> _Records for the exercise_
┄┄┄┄┄┄┄┄┄┄┄┄┄┄┄┄┄┄┄┄

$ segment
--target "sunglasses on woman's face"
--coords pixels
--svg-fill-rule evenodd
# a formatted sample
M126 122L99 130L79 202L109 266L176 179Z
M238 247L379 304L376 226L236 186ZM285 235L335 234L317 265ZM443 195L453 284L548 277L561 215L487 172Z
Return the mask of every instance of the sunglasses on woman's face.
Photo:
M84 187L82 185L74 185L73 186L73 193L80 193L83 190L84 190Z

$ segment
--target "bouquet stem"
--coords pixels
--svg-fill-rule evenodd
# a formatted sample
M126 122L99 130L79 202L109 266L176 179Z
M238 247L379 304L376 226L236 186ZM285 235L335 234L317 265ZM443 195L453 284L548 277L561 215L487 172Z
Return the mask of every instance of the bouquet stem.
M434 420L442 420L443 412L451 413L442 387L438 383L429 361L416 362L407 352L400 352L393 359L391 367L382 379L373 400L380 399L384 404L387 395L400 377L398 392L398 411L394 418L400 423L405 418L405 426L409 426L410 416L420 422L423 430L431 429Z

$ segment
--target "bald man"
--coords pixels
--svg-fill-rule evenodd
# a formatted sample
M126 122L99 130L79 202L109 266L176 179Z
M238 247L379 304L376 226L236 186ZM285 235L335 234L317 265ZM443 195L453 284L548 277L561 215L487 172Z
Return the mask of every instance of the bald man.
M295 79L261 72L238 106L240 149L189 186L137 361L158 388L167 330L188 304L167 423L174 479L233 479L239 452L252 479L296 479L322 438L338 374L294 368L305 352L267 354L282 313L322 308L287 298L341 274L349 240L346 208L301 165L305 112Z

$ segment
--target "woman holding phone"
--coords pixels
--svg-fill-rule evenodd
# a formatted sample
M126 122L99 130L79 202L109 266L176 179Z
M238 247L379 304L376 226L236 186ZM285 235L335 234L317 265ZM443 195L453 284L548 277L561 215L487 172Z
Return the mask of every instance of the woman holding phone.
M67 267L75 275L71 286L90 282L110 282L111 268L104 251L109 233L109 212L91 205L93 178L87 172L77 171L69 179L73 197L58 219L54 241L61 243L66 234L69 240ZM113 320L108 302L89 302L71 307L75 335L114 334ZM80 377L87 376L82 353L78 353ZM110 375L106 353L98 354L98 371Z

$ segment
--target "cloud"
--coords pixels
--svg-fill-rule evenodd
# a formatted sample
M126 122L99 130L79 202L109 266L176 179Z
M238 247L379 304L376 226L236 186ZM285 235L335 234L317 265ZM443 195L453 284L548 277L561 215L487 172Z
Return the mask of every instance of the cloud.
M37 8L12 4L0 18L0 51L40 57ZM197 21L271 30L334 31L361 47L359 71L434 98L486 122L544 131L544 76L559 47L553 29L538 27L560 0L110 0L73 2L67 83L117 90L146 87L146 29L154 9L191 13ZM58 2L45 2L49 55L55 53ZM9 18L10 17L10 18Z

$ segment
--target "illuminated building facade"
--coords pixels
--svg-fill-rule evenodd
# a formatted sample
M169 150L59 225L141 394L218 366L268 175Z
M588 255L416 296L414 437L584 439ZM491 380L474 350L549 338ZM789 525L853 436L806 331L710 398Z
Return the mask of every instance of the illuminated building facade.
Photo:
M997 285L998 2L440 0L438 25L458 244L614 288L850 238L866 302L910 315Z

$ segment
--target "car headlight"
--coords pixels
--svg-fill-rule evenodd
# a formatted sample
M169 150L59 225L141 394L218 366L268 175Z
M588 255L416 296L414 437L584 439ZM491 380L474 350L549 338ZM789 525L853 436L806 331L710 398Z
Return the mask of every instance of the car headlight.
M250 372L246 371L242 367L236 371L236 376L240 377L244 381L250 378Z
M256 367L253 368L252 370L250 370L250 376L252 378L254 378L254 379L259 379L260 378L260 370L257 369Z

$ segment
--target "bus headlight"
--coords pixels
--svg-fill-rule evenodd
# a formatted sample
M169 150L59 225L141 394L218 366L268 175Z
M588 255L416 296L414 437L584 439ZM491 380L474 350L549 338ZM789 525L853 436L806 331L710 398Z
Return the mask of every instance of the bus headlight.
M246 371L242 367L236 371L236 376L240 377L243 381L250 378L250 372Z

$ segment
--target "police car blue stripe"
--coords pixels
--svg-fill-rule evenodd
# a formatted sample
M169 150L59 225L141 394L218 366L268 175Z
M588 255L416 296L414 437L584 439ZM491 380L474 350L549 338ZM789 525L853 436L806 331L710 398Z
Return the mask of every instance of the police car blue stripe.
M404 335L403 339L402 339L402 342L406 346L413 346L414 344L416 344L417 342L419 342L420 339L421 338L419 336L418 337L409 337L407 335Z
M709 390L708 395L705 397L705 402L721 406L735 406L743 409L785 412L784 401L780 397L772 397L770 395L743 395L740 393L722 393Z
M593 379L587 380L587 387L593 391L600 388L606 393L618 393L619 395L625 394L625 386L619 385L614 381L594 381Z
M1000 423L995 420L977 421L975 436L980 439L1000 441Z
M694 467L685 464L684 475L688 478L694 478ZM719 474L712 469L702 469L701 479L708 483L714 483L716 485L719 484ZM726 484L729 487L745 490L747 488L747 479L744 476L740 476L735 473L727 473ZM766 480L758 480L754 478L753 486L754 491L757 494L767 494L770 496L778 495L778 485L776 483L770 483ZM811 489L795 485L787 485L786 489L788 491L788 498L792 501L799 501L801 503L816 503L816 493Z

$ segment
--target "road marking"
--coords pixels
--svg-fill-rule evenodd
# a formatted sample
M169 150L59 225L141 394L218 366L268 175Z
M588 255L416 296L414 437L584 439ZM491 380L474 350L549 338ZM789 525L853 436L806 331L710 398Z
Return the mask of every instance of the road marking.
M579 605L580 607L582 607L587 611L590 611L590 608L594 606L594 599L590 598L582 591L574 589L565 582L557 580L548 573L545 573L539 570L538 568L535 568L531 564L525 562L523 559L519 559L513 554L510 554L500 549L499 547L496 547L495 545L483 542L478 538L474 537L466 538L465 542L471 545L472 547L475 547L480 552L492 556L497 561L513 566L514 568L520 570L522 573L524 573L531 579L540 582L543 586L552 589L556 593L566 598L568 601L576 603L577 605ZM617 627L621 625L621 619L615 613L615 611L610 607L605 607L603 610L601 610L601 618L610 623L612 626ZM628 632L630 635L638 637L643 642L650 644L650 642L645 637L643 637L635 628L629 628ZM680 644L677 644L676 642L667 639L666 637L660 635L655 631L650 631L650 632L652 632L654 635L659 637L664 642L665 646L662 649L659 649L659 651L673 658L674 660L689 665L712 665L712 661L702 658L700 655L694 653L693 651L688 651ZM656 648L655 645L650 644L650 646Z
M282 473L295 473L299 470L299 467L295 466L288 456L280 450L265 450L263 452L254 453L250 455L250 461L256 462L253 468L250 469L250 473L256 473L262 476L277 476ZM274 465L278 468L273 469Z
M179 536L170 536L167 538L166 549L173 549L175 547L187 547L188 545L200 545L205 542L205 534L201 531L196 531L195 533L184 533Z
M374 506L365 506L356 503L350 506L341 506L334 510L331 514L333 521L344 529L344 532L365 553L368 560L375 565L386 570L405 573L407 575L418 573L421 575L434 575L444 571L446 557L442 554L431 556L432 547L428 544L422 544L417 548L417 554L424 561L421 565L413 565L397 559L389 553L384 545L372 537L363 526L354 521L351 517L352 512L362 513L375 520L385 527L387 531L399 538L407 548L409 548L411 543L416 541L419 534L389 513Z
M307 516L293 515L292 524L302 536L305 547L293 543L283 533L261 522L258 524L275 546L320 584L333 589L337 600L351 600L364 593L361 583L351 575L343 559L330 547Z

┄┄┄┄┄┄┄┄┄┄┄┄┄┄┄┄┄┄┄┄

> _Problem to solve_
Every line in the records that holds the word "facade" should be copied into the answer.

> _Expected answer_
--target "illuminated building facade"
Return the mask of every instance of the illuminated building facade.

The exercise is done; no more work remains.